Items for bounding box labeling
BEGIN

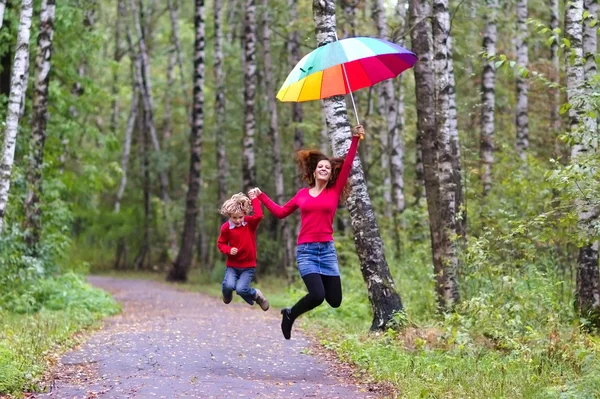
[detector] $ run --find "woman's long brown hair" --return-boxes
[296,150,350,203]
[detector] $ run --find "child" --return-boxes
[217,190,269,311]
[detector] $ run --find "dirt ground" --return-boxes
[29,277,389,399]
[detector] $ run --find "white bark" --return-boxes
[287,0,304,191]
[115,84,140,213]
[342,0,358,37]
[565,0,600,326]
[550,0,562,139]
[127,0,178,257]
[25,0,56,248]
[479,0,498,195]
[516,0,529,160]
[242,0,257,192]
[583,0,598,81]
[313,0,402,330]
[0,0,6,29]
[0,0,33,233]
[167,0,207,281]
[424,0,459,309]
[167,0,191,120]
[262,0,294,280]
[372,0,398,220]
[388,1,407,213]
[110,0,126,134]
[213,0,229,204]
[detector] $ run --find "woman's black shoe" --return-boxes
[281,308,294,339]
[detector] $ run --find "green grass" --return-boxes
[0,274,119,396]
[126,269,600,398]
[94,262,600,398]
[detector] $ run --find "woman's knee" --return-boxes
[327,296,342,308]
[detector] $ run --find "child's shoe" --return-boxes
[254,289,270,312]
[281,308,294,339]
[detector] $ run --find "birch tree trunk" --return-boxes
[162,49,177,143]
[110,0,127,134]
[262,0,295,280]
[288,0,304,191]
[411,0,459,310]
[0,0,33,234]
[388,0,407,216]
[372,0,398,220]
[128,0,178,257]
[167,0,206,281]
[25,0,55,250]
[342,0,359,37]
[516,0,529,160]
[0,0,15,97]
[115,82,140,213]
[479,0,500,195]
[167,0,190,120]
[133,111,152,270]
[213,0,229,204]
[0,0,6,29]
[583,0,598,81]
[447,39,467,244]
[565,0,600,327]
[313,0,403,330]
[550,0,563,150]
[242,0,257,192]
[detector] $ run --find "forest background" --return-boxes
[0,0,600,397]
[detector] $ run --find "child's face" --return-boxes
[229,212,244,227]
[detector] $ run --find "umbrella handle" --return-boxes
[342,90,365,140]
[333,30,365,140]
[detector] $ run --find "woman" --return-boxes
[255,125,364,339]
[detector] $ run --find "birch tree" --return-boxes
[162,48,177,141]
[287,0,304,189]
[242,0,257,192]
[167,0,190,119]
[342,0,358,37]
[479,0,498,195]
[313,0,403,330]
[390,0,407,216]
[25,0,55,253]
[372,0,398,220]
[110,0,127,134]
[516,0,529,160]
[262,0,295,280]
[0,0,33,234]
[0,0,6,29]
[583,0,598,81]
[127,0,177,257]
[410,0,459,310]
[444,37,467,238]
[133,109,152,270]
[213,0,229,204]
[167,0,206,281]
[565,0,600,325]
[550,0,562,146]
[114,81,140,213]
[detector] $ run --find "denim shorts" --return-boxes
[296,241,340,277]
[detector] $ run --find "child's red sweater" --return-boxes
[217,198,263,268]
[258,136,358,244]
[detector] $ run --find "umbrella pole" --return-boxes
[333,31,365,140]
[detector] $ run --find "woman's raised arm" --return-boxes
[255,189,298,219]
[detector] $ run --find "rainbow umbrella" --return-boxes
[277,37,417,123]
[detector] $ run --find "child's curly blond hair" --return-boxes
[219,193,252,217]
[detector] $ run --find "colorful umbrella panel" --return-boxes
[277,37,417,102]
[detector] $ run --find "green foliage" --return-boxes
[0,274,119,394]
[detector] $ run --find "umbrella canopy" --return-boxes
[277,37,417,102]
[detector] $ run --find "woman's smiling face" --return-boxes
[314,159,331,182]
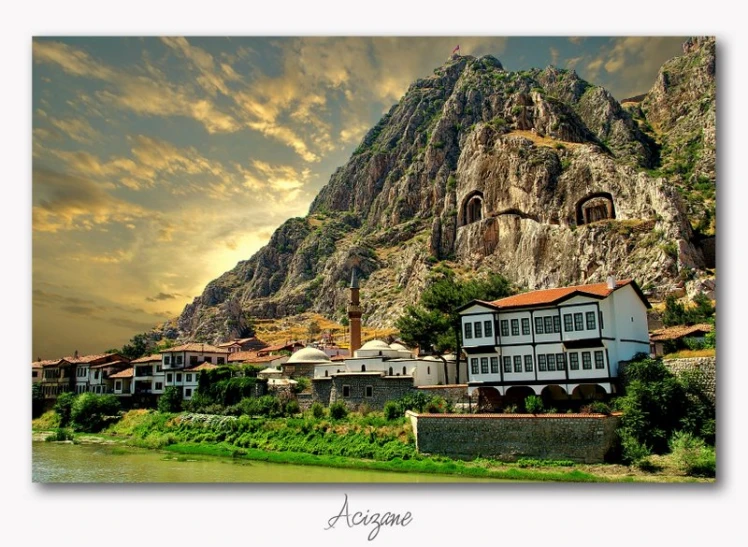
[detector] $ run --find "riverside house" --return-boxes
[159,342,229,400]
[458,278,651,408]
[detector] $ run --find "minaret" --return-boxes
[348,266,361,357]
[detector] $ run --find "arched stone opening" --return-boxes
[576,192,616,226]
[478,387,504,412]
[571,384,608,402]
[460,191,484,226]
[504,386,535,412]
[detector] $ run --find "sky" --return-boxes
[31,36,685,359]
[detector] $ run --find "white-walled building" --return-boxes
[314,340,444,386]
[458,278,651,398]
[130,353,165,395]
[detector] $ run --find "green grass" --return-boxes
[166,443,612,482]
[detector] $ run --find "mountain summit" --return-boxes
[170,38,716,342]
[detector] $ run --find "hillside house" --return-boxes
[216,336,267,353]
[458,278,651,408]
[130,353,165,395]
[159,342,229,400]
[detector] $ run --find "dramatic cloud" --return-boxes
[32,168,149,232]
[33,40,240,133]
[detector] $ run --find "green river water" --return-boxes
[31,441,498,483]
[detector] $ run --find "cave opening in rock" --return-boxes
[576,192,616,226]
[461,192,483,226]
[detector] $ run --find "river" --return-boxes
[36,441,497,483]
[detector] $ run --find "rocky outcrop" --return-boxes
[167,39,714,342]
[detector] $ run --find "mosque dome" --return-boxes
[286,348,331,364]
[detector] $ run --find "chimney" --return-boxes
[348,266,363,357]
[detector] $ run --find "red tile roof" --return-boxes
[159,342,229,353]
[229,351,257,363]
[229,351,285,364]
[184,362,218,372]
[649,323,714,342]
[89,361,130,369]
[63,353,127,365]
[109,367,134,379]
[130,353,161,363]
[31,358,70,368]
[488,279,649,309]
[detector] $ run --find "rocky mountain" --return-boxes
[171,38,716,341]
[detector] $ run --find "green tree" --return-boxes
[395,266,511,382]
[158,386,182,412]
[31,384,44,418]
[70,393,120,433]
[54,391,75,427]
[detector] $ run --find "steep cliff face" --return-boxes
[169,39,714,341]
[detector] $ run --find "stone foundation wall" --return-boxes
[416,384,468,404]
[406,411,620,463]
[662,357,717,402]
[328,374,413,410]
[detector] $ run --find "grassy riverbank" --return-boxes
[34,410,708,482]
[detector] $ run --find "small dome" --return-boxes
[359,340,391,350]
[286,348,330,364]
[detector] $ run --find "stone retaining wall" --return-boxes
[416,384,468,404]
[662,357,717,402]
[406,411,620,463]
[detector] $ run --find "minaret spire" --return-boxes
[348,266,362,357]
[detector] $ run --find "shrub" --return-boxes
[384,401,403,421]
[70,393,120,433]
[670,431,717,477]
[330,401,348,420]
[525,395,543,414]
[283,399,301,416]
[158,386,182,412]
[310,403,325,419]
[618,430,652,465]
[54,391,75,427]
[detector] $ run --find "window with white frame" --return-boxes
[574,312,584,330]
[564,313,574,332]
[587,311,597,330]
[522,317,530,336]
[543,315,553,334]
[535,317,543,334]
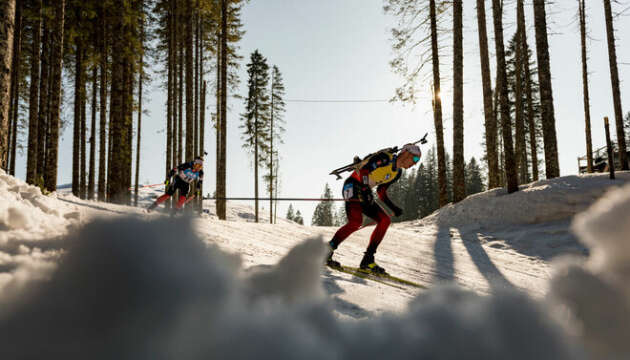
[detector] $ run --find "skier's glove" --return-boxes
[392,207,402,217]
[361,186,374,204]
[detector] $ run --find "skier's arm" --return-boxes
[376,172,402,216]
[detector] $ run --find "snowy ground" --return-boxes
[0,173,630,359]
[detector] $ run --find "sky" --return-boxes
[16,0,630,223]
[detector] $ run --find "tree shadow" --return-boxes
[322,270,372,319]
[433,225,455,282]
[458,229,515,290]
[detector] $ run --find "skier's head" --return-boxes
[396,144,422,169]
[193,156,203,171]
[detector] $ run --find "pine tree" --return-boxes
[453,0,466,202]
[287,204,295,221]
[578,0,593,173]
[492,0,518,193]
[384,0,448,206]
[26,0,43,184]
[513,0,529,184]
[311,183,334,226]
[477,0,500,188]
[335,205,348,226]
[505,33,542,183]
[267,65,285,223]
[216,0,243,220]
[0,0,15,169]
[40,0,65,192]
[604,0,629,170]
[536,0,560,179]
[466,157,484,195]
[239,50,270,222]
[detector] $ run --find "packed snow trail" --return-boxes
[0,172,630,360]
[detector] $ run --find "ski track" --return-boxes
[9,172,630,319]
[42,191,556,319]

END

[Required work]: Can you convert the items, from their start through the line containing "[229,212,244,227]" inclusive, into a Markdown table with columns named Row and Line? Number each row, skip blank lines, and leave out the pictures.

[Correct output]:
| Row | Line |
|---|---|
| 1 | [detector] $ run --find "woman's long brown hair" --return-boxes |
| 2 | [296,150,350,203] |
| 3 | [detector] $ run --find "child" --return-boxes |
| 4 | [217,190,269,311] |
| 5 | [detector] $ run --find "dirt ground" --return-boxes |
| 6 | [29,277,389,399] |
| 7 | [detector] $ run --find "white bark" --return-boxes |
| 8 | [287,0,304,191] |
| 9 | [115,84,140,213] |
| 10 | [342,0,358,37] |
| 11 | [565,0,600,326] |
| 12 | [550,0,562,139] |
| 13 | [127,0,178,257] |
| 14 | [25,0,56,248] |
| 15 | [479,0,498,195] |
| 16 | [516,0,529,160] |
| 17 | [242,0,257,192] |
| 18 | [583,0,598,81] |
| 19 | [313,0,402,330] |
| 20 | [0,0,6,29] |
| 21 | [0,0,33,233] |
| 22 | [167,0,207,281] |
| 23 | [424,0,459,309] |
| 24 | [167,0,191,120] |
| 25 | [262,0,294,280] |
| 26 | [372,0,398,220] |
| 27 | [388,1,407,213] |
| 28 | [110,0,126,134] |
| 29 | [213,0,229,204] |
| 30 | [detector] $ run --find "woman's black shoe" --return-boxes |
| 31 | [281,308,294,339] |
| 32 | [detector] $ run --find "green grass" --return-boxes |
| 33 | [0,274,119,396] |
| 34 | [126,269,600,398] |
| 35 | [94,262,600,398] |
| 36 | [detector] $ run --find "woman's knee" --return-boxes |
| 37 | [327,296,342,308] |
| 38 | [detector] $ run --find "child's shoe" --return-boxes |
| 39 | [254,289,270,312] |
| 40 | [281,308,294,339] |
| 41 | [detector] $ run --find "birch tree trunk" --return-boxes |
| 42 | [162,49,177,143] |
| 43 | [110,0,127,134] |
| 44 | [262,0,295,280] |
| 45 | [288,0,304,191] |
| 46 | [411,0,459,310] |
| 47 | [0,0,33,234] |
| 48 | [388,0,407,216] |
| 49 | [372,0,398,220] |
| 50 | [128,0,178,257] |
| 51 | [167,0,206,281] |
| 52 | [25,0,55,250] |
| 53 | [342,0,359,37] |
| 54 | [516,0,529,160] |
| 55 | [0,0,15,97] |
| 56 | [115,82,140,213] |
| 57 | [479,0,500,195] |
| 58 | [167,0,190,120] |
| 59 | [133,111,152,270] |
| 60 | [213,0,229,204] |
| 61 | [0,0,6,29] |
| 62 | [583,0,598,81] |
| 63 | [447,39,467,244] |
| 64 | [565,0,600,327] |
| 65 | [313,0,403,330] |
| 66 | [550,0,563,150] |
| 67 | [242,0,257,192] |
| 68 | [detector] $ run --find "forest background" --return-boxes |
| 69 | [0,0,600,397] |
| 70 | [detector] $ run --find "child's face" --return-boxes |
| 71 | [229,212,244,227] |